* _TEXTE DE LECTURE_
= = = = =

Dès lors, l’écheveau se démêle. Comme par hasard, elle va trouver le cimetière où ont été inhumés les restes du corps de son mari, avec ceux qui, comme lui, ont légué leur corps à la médecine. Sur un tumulus a été élevé une stèle à leur mémoire, et Mme T. a pu avoir le droit d’y apposer, pour un laps de temps, une plaque avec le nom de son mari.
Désormais, elle estime avoir accompli sa mission. Le corps de son mari a bénéficié à ses yeux d’une sépulture décente. Quant à sa fille, qui a planté une fleur avec elle dans le cimetière, elle sait désormais qu’elle sera toujours hors-norme et qu’elle ne pourra rien y changer.
En partant, tout en me laissant sa carte de visite, elle me prie de bien vouloir de sa part remercier le CPCT.
Que dire d’un tel cas ?
- D’abord qu’il contrevient aux clichés d’une vieillesse standardisée.
- Que la déprise sociale a des coordonnées complexes et inattendues, déjouant les visées adaptatives ou les meilleures aides samaritaines.
Maintenant, et avant tout diagnostic de structure, quelle fut d’abord la raison de l’embrouille où se trouvaient mêlés mère, fille et fantôme du père ?
À l’évidence, la disjonction constatée de la première volonté du défunt, d’avec sa deuxième volonté, a été déterminante pour entraver ce qui aurait dû constituer un travail de deuil. En léguant son corps à la science, le défunt avait cru devoir faire un don à la communauté humaine, mais pour son épouse qui ne partageait pas cet idéal, ce don ne fut qu’un rapt. Pour supporter une telle perte non signifiantisable, elle n’a eu alors d’autres ressources que de tenter de colmater ce trou en substituant fantasmatiquement à ce corps qui lui était ainsi dérobé, le corps de sa fille fétichisé. Ce faisant, elle contrevenait ainsi à l’expulsion de la fille exigée par le père. Avant qu’elle puisse avouer une telle substitution, elle l’avait déjà laissé deviner quand elle avait émis le souhait d’aller se faire euthanasier en Suisse, soit au lieu même de la conception programmée de la fille rêvée comme un être parfait par ses deux parents.

= = = = =

* _DONNÉES EXTRAITES_
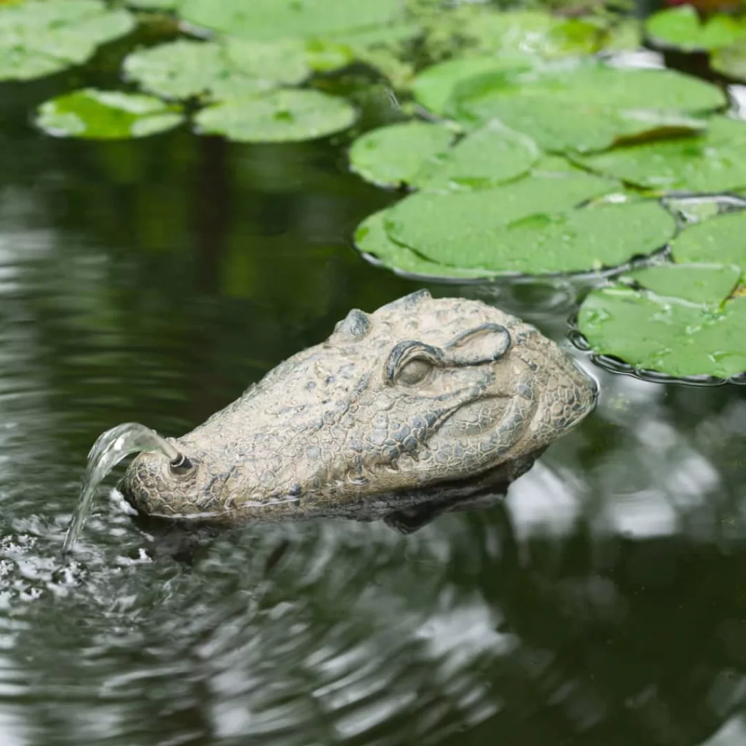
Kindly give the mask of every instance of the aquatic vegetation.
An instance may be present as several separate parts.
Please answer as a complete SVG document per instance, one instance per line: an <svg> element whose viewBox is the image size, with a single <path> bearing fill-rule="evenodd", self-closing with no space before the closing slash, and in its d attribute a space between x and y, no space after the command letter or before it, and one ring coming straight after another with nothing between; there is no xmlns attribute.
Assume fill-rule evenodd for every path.
<svg viewBox="0 0 746 746"><path fill-rule="evenodd" d="M746 212L709 218L677 236L673 263L592 291L578 329L593 351L675 376L746 371L745 228Z"/></svg>
<svg viewBox="0 0 746 746"><path fill-rule="evenodd" d="M85 62L100 44L135 27L100 0L28 0L0 7L0 81L23 81Z"/></svg>
<svg viewBox="0 0 746 746"><path fill-rule="evenodd" d="M84 89L46 101L36 124L57 137L122 140L170 130L184 119L178 107L153 96Z"/></svg>
<svg viewBox="0 0 746 746"><path fill-rule="evenodd" d="M89 86L41 104L34 121L43 131L129 139L186 124L197 135L260 143L355 128L354 137L342 135L351 170L410 192L354 231L368 260L405 275L474 281L609 275L653 256L656 266L586 296L578 325L588 344L674 374L746 367L730 352L717 364L693 354L697 362L683 365L663 338L659 348L674 351L653 359L630 351L633 335L629 349L624 341L625 328L675 334L699 328L702 318L709 330L687 332L682 350L694 349L693 339L704 348L718 338L714 329L724 349L736 339L743 279L733 277L743 267L746 213L682 230L671 199L746 190L746 122L728 112L721 86L613 56L639 49L645 34L659 47L711 53L714 69L743 78L742 16L700 16L687 5L639 22L602 5L568 16L437 0L125 5L0 6L7 30L0 45L10 45L0 79L59 72L138 22L148 30L118 57L122 90ZM392 103L378 119L360 99L374 77Z"/></svg>

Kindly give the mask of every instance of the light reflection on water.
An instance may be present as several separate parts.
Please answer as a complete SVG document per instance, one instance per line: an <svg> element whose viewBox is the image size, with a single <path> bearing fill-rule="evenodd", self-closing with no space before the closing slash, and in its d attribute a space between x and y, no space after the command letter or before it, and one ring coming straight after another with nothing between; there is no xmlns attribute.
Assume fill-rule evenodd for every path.
<svg viewBox="0 0 746 746"><path fill-rule="evenodd" d="M193 545L107 488L63 562L100 432L178 435L418 286L349 249L382 197L323 144L3 150L3 744L739 742L742 386L595 369L597 412L504 504L410 536L324 521ZM275 159L265 189L250 175ZM567 283L431 289L567 330Z"/></svg>

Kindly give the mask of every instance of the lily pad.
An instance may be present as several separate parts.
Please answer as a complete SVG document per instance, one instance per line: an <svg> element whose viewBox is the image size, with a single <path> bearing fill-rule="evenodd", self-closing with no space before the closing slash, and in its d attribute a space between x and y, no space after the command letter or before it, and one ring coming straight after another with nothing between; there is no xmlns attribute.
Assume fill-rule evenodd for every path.
<svg viewBox="0 0 746 746"><path fill-rule="evenodd" d="M727 46L746 37L746 22L726 13L701 20L693 5L666 8L645 22L648 35L660 46L699 51Z"/></svg>
<svg viewBox="0 0 746 746"><path fill-rule="evenodd" d="M713 70L737 81L746 81L746 39L715 49L709 59Z"/></svg>
<svg viewBox="0 0 746 746"><path fill-rule="evenodd" d="M617 109L590 103L563 102L553 96L506 96L492 101L478 121L498 119L533 138L545 150L606 150L617 142L691 134L706 128L703 119L677 112Z"/></svg>
<svg viewBox="0 0 746 746"><path fill-rule="evenodd" d="M692 303L719 304L733 292L741 276L735 264L660 264L624 275L658 295Z"/></svg>
<svg viewBox="0 0 746 746"><path fill-rule="evenodd" d="M352 143L352 170L373 184L396 186L410 183L430 157L445 151L454 139L443 125L404 122L380 127Z"/></svg>
<svg viewBox="0 0 746 746"><path fill-rule="evenodd" d="M146 10L175 10L182 0L126 0L130 7L145 8Z"/></svg>
<svg viewBox="0 0 746 746"><path fill-rule="evenodd" d="M483 72L497 72L515 66L523 69L525 63L501 57L455 57L426 67L412 83L415 100L436 114L443 114L458 83Z"/></svg>
<svg viewBox="0 0 746 746"><path fill-rule="evenodd" d="M595 19L563 19L545 10L501 11L486 3L441 9L429 24L426 46L431 57L489 54L505 65L534 66L546 60L592 54L604 40Z"/></svg>
<svg viewBox="0 0 746 746"><path fill-rule="evenodd" d="M715 87L673 71L586 64L485 74L457 85L451 101L450 113L459 121L497 119L547 150L589 151L702 130L705 122L687 115L721 107L724 99Z"/></svg>
<svg viewBox="0 0 746 746"><path fill-rule="evenodd" d="M124 140L172 129L184 119L181 110L152 96L87 88L45 101L35 122L57 137Z"/></svg>
<svg viewBox="0 0 746 746"><path fill-rule="evenodd" d="M414 248L433 261L493 272L581 272L651 254L675 231L673 216L648 201L534 214L462 245L439 242Z"/></svg>
<svg viewBox="0 0 746 746"><path fill-rule="evenodd" d="M325 37L402 15L399 0L182 0L179 12L195 25L265 41Z"/></svg>
<svg viewBox="0 0 746 746"><path fill-rule="evenodd" d="M715 116L701 135L615 148L575 159L586 168L654 189L746 188L746 122Z"/></svg>
<svg viewBox="0 0 746 746"><path fill-rule="evenodd" d="M339 132L356 116L343 98L315 90L275 90L208 107L195 122L203 134L240 142L283 142Z"/></svg>
<svg viewBox="0 0 746 746"><path fill-rule="evenodd" d="M682 231L671 254L677 262L736 264L746 274L746 211L720 215Z"/></svg>
<svg viewBox="0 0 746 746"><path fill-rule="evenodd" d="M530 138L491 122L426 160L412 184L440 192L489 189L527 174L540 155Z"/></svg>
<svg viewBox="0 0 746 746"><path fill-rule="evenodd" d="M124 71L145 90L166 98L250 95L300 83L310 72L305 49L297 42L232 37L179 40L136 51L125 60Z"/></svg>
<svg viewBox="0 0 746 746"><path fill-rule="evenodd" d="M570 210L617 186L587 174L568 173L529 176L474 192L422 192L386 211L386 229L395 242L428 258L453 266L474 266L474 257L498 250L496 244L504 239L509 224Z"/></svg>
<svg viewBox="0 0 746 746"><path fill-rule="evenodd" d="M0 81L28 80L87 60L128 34L132 15L98 0L30 0L0 6Z"/></svg>
<svg viewBox="0 0 746 746"><path fill-rule="evenodd" d="M578 328L594 352L638 369L718 378L746 371L746 298L713 310L615 286L588 295Z"/></svg>
<svg viewBox="0 0 746 746"><path fill-rule="evenodd" d="M421 278L448 279L477 279L494 273L486 269L446 267L395 243L389 238L383 224L386 210L369 216L355 231L355 245L363 254L372 256L378 263L394 272Z"/></svg>

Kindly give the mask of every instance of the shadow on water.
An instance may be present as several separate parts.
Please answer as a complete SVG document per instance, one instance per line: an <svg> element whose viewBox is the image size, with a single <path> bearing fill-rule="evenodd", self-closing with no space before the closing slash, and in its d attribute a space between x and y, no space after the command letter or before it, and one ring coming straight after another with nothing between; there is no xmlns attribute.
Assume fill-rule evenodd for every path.
<svg viewBox="0 0 746 746"><path fill-rule="evenodd" d="M4 745L746 742L742 386L596 372L506 501L409 536L249 526L184 562L103 490L61 562L100 432L178 435L419 286L350 249L390 195L333 143L55 141L25 124L44 96L0 102ZM573 297L431 289L557 339Z"/></svg>

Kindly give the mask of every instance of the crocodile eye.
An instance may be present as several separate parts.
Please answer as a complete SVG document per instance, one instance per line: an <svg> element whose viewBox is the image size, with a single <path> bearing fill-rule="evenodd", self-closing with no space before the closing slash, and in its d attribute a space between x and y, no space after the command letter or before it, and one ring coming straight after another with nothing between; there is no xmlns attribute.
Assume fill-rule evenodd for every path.
<svg viewBox="0 0 746 746"><path fill-rule="evenodd" d="M169 462L169 468L172 474L181 476L187 471L191 471L194 468L194 465L184 454L179 454L176 458Z"/></svg>
<svg viewBox="0 0 746 746"><path fill-rule="evenodd" d="M421 383L430 375L433 366L427 360L416 359L410 360L396 374L396 382L405 386Z"/></svg>

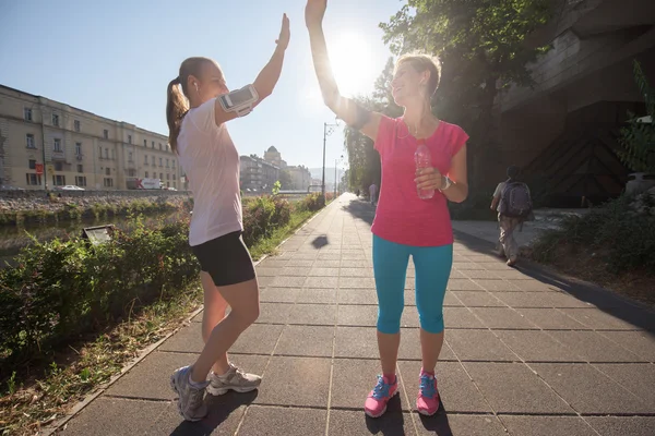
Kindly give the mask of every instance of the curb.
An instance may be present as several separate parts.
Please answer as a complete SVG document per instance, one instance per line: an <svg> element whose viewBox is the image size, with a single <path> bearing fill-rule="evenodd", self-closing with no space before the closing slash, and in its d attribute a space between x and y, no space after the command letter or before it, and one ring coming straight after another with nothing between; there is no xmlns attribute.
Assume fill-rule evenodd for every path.
<svg viewBox="0 0 655 436"><path fill-rule="evenodd" d="M331 205L333 205L337 198L338 197L334 198L334 201L332 201L332 203L330 203L327 206L323 207L321 210L319 210L317 214L314 214L311 218L309 218L307 221L305 221L305 223L302 226L300 226L298 229L296 229L294 231L294 233L291 233L287 239L285 239L277 246L275 246L275 250L279 249L288 240L290 240L296 234L298 234L298 232L300 230L302 230L307 226L309 226L309 223L311 221L313 221L314 218L317 218L319 215L321 215L322 213L324 213L325 210L327 210L327 208ZM253 262L253 265L257 267L259 264L261 264L264 259L266 259L269 257L270 257L269 254L264 254L259 261ZM123 375L128 374L134 366L136 366L139 363L141 363L141 361L143 361L145 358L147 358L153 351L155 351L159 346L162 346L164 342L166 342L171 336L174 336L177 332L179 332L182 328L188 327L188 324L191 323L191 320L198 314L200 314L203 311L203 308L204 307L201 305L201 307L196 308L189 316L187 316L180 323L181 325L178 328L176 328L175 330L168 332L164 338L159 339L155 343L152 343L148 347L146 347L145 349L141 350L139 352L139 355L136 358L134 358L132 361L130 361L128 364L126 364L121 368L121 371L120 371L119 374L114 375L109 379L109 382L105 383L104 385L98 386L95 391L93 391L91 393L87 393L86 397L82 401L80 401L75 405L73 405L72 409L64 416L60 417L59 420L56 420L52 424L49 424L49 425L45 426L44 428L41 428L39 432L37 432L37 435L50 436L50 435L53 435L59 429L61 429L61 427L66 426L69 421L71 421L73 417L75 417L78 415L78 413L82 412L96 398L98 398L99 396L102 396L103 393L105 393L105 391L107 389L109 389L116 382L118 382ZM43 433L40 433L40 432L43 432Z"/></svg>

= = = = =

* _QUESTIONS SUR LE TEXTE_
a. Recopiez, s'il vous plaît, le texte de lecture de "Désormais, elle estime" à "d’un tel cas ?" en substituant "tâche" à "mission".
b. Répondez à ces questions d'après le texte de lecture.
(i) Qu'a planté la fille avec sa mère dans le cimetière ?
(ii) Quel organisme Mme T. fait-elle remercier de sa part en partant ?
(iii) Dans quel pays Mme T. avait-elle souhaité aller se faire euthanasier ?
c. Poursuivez le texte sur le deuil de Mme T. après sa dernière phrase.

* _RÉPONSES PAR NUMÉRO_
a.
Désormais, elle estime avoir accompli sa tâche. Le corps de son mari a bénéficié à ses yeux d’une sépulture décente. Quant à sa fille, qui a planté une fleur avec elle dans le cimetière, elle sait désormais qu’elle sera toujours hors-norme et qu’elle ne pourra rien y changer.
En partant, tout en me laissant sa carte de visite, elle me prie de bien vouloir de sa part remercier le CPCT.
Que dire d’un tel cas ?

b.
(i) Une fleur.
(ii) Le CPCT.
(iii) En Suisse.

c.
Ainsi nous demandait-elle l’autorisation de se « suissider », si j’ose dire. Refusant de céder à sa demande de mort, nous lui objectons ce qui de son désir est encore à réaliser dans son reste de vie.
C’est seulement après notre opposition qu’elle se décide à dire ce que jusque-là elle avait réprimé et tenu secret. Non sans honte, elle avoue : « Avec elle [sa fille], vous comprenez, j’avais un corps. »
Comment entendre un tel aveu qui eut un effet de coup de théâtre ? « Avec elle, j’avais un corps », s’agissait-il d’une incorporation de l’objet perdu tel que le réalise la mélancolie ? Ou bien ne faisait-elle qu’émettre le désir d’une présence faisant rempart à sa solitude ?
Outre la pacification procurée par les rites du deuil, on ne notait pas vraiment de signes accusés de dépression chez cette dame qui, par ailleurs, égayait la salle d’attente du CPCT, mais plutôt des idées obsédantes concernant les écarts de sa fille. Donc, j’opterai pour un diagnostic de structure obsessionnelle aux prises avec un deuil entravé pour des raisons exceptionnelles, mais aussi empêché par l’hainamoration à l’égard d’une fille trop chérie.
Bref, on a pu, dans le récit de ce cas, suivre le destin d’un corps en souffrance, d’abord errant dans l’entre-deux-morts dans le discours de cette femme, jusqu’à l’aveu de l’objet de sa jouissance fantasmatique.
C’est la hâte suscitée par la date butoir de la fin du traitement qui a permis à ce corps de trouver enfin sa juste place dans le discours, c’est-à-dire comme objet a et sous une nomination, le différenciant ainsi radicalement d’un déchet quelconque, ou même d’un objet d’amour partagé.